— start of DATA SHOWN —

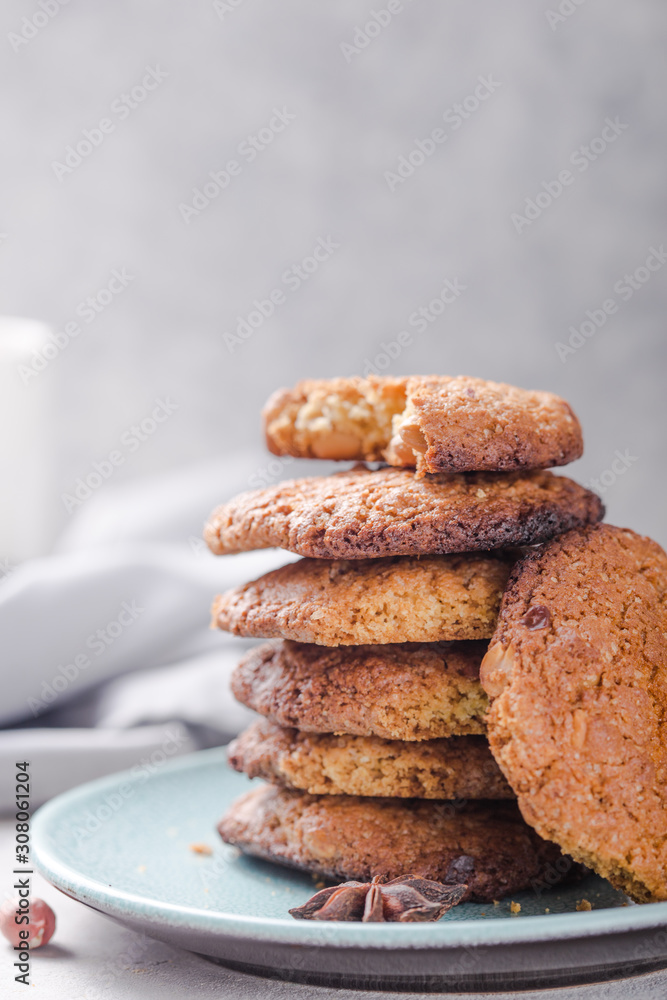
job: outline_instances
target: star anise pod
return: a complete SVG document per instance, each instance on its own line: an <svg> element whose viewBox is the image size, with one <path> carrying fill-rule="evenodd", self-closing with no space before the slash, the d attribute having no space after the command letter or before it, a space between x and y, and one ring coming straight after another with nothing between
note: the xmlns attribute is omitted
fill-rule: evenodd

— end of DATA SHOWN —

PROBLEM DETAILS ->
Report how many of the lines above contain the string "evenodd", with case counting, and give only the number.

WRITTEN RESPONSE ->
2